* _What the task asks_
Copy out every one of the following records word for word.

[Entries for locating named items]
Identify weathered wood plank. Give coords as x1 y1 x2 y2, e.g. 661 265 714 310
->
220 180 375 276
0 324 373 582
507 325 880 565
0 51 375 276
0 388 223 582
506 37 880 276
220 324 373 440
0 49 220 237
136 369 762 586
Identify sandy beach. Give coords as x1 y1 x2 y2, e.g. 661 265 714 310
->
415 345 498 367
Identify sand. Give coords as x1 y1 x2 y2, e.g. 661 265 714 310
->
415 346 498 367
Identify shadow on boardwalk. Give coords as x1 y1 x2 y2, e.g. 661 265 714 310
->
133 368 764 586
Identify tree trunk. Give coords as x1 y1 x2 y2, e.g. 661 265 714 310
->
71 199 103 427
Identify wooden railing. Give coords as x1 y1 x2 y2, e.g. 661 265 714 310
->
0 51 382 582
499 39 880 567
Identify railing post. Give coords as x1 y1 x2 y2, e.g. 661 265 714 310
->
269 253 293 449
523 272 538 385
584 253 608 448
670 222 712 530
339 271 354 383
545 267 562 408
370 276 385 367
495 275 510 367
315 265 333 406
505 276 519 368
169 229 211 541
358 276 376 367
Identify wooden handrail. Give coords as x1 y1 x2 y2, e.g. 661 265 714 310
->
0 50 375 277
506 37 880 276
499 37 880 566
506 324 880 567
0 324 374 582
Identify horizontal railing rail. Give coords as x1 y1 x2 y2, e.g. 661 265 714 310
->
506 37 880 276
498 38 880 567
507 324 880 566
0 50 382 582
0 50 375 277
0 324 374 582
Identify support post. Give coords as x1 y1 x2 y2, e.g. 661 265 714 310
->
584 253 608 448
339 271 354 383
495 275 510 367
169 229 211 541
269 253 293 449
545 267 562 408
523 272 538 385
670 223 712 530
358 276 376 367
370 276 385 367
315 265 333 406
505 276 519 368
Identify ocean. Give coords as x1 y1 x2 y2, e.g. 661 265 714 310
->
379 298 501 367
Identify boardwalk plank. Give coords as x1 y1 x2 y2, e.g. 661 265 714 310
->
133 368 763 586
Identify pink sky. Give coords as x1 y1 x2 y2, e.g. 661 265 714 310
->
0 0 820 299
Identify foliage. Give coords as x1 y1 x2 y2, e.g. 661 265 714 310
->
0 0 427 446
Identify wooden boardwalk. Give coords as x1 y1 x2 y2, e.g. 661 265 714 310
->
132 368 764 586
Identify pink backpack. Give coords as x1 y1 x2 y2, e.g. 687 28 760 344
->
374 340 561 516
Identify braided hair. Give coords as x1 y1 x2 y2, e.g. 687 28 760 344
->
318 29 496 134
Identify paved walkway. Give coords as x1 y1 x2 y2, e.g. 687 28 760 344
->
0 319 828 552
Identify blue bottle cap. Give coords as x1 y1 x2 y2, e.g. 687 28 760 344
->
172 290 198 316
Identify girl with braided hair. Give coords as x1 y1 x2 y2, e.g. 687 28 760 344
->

* _Correct output_
Identify weathered wood plank. Give coords as x1 y1 x2 y2, e.g. 661 265 714 310
->
220 180 375 276
0 324 373 582
507 325 880 565
0 51 375 276
0 388 223 582
506 37 880 276
220 324 373 440
0 49 220 237
136 369 762 586
Identify sandy beach. Give coords as x1 y1 x2 y2, e.g. 661 265 714 310
->
415 345 498 367
Identify sand. Give coords as x1 y1 x2 y2, e.g. 661 265 714 310
->
415 346 498 367
Identify shadow on boardwalk. Give coords as x1 y1 x2 y2, e.g. 661 265 714 310
->
133 368 764 586
Identify tree trunk. Give coords as x1 y1 x2 y2, e.g. 661 265 714 310
->
71 199 103 427
Identify wooden railing. Give coords as x1 y1 x2 y2, e.g. 661 265 714 310
->
0 51 382 582
499 39 880 567
Identify railing post. Give coords as x1 y1 x2 y2, e.g. 661 265 714 310
->
269 253 293 449
523 272 538 385
584 253 608 448
670 222 712 530
339 271 354 383
545 267 562 408
370 276 385 367
495 275 510 367
315 265 333 406
505 276 519 368
169 229 211 541
358 276 376 367
Identify wooden handrail. Give coords as x1 y1 x2 y2, e.g. 661 265 714 310
->
0 50 375 277
506 37 880 276
499 37 880 566
506 324 880 567
0 324 374 582
Identify horizontal railing rail. Give coords as x1 y1 x2 y2, e.g. 661 265 714 310
->
506 37 880 276
498 38 880 567
507 324 880 566
0 50 382 582
0 50 375 277
0 324 374 582
Identify support post. Give coords as x1 y1 x2 y2, e.g. 661 265 714 310
->
584 253 608 448
339 271 354 383
495 275 510 367
169 229 211 541
269 253 293 449
545 267 562 408
523 272 538 385
670 223 712 530
358 276 376 367
370 276 385 367
315 265 333 406
505 276 519 368
Identify ocean. Give coords as x1 y1 x2 y2, e.g. 661 265 714 310
->
379 298 501 367
Identify boardwalk plank. Give coords as x1 y1 x2 y2, e.g. 661 265 714 310
->
133 368 763 586
Identify pink sky. Give coords as x1 y1 x2 y2, e.g. 661 265 714 310
->
0 0 820 299
Identify foliage. Give coords as x1 y1 x2 y2, e.g. 661 265 714 310
->
0 0 427 446
Identify wooden boardwalk. Give coords as x1 y1 x2 y2, e.g. 661 265 714 310
->
132 368 764 586
Identify pink backpack. Give coords as x1 y1 x2 y2, e.g. 687 28 760 344
->
374 340 561 516
Identify braided hair. Give coords as x1 y1 x2 y2, e.g. 687 28 760 344
->
318 29 496 134
Identify paved walkway. Give coords as x1 y1 x2 y2, e.g. 687 28 760 344
->
0 319 828 552
Identify blue bottle cap. Give coords as x1 y1 x2 y2, e.g. 687 28 760 344
->
172 290 198 316
Identify girl with braided hair. Give coords as x1 y1 x2 y2, e.g. 687 28 760 344
->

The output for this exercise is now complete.